Could you write out the line containing "Find the sky;" and all the lines below it in the data, exactly, through the final one and nothing else?
--------------------------------------------------
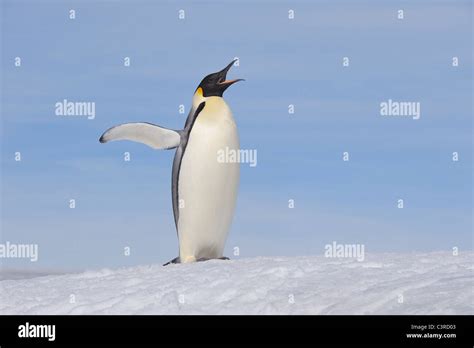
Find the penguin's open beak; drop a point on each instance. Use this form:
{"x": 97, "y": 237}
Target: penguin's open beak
{"x": 222, "y": 75}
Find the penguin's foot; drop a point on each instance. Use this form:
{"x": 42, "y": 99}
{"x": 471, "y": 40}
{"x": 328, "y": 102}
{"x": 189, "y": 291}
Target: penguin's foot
{"x": 175, "y": 260}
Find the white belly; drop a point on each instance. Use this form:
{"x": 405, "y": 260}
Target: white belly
{"x": 207, "y": 189}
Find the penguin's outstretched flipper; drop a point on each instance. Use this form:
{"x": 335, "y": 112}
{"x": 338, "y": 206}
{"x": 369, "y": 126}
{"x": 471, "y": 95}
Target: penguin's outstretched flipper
{"x": 175, "y": 260}
{"x": 146, "y": 133}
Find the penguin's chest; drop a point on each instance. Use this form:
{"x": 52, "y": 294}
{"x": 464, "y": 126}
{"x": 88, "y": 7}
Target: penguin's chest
{"x": 207, "y": 186}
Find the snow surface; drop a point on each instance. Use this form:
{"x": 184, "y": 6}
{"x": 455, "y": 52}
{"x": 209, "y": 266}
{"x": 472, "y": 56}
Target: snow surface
{"x": 430, "y": 283}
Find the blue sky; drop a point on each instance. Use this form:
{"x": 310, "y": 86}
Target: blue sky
{"x": 284, "y": 62}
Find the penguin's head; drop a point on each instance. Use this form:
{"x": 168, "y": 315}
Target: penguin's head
{"x": 214, "y": 85}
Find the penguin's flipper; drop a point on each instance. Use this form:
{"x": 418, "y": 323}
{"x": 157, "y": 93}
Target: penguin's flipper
{"x": 175, "y": 260}
{"x": 146, "y": 133}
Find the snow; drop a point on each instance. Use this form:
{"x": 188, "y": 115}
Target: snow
{"x": 427, "y": 283}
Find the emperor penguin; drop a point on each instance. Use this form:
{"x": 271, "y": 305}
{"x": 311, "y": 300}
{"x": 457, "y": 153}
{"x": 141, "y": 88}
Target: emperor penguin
{"x": 203, "y": 189}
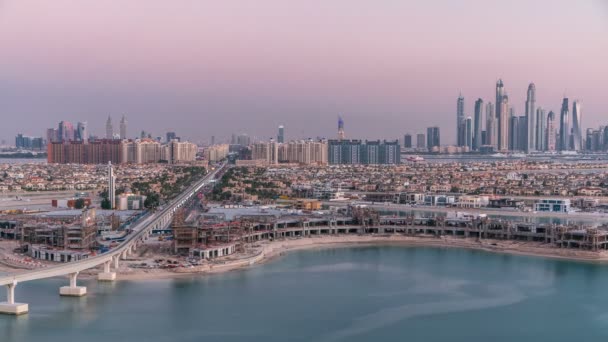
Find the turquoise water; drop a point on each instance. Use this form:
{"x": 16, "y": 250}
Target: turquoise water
{"x": 344, "y": 294}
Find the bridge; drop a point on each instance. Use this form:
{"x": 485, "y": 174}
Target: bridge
{"x": 141, "y": 231}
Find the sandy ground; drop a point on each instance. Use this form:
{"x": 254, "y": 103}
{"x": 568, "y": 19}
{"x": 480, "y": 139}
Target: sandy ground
{"x": 266, "y": 251}
{"x": 33, "y": 200}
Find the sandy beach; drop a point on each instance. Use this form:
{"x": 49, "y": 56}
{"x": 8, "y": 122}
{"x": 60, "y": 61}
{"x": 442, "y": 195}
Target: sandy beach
{"x": 264, "y": 251}
{"x": 267, "y": 251}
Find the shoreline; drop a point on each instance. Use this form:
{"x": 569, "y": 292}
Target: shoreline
{"x": 275, "y": 249}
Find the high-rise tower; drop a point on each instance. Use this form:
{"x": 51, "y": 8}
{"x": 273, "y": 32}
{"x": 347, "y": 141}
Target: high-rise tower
{"x": 541, "y": 129}
{"x": 109, "y": 129}
{"x": 82, "y": 132}
{"x": 460, "y": 124}
{"x": 564, "y": 127}
{"x": 503, "y": 123}
{"x": 530, "y": 119}
{"x": 478, "y": 125}
{"x": 111, "y": 186}
{"x": 123, "y": 128}
{"x": 551, "y": 132}
{"x": 491, "y": 126}
{"x": 577, "y": 129}
{"x": 341, "y": 135}
{"x": 281, "y": 135}
{"x": 468, "y": 135}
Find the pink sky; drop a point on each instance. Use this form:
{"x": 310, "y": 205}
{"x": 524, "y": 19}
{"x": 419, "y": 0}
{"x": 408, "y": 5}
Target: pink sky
{"x": 216, "y": 67}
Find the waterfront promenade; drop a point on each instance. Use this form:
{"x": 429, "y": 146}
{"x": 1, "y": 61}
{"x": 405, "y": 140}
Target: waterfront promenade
{"x": 141, "y": 231}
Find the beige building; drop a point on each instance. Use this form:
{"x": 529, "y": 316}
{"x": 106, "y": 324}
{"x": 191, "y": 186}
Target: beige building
{"x": 267, "y": 151}
{"x": 216, "y": 152}
{"x": 142, "y": 151}
{"x": 178, "y": 152}
{"x": 304, "y": 152}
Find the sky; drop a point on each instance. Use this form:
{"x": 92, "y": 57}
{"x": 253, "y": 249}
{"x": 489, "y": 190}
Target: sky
{"x": 204, "y": 68}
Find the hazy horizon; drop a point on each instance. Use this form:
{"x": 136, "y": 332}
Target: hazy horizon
{"x": 203, "y": 68}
--------------------------------------------------
Reply to the task:
Find the sky; drop a point on each instance. Use this form:
{"x": 92, "y": 57}
{"x": 253, "y": 249}
{"x": 489, "y": 190}
Target: sky
{"x": 204, "y": 68}
Find the hazy horizon; drop a point on each instance. Use this form:
{"x": 136, "y": 332}
Target: hazy horizon
{"x": 203, "y": 68}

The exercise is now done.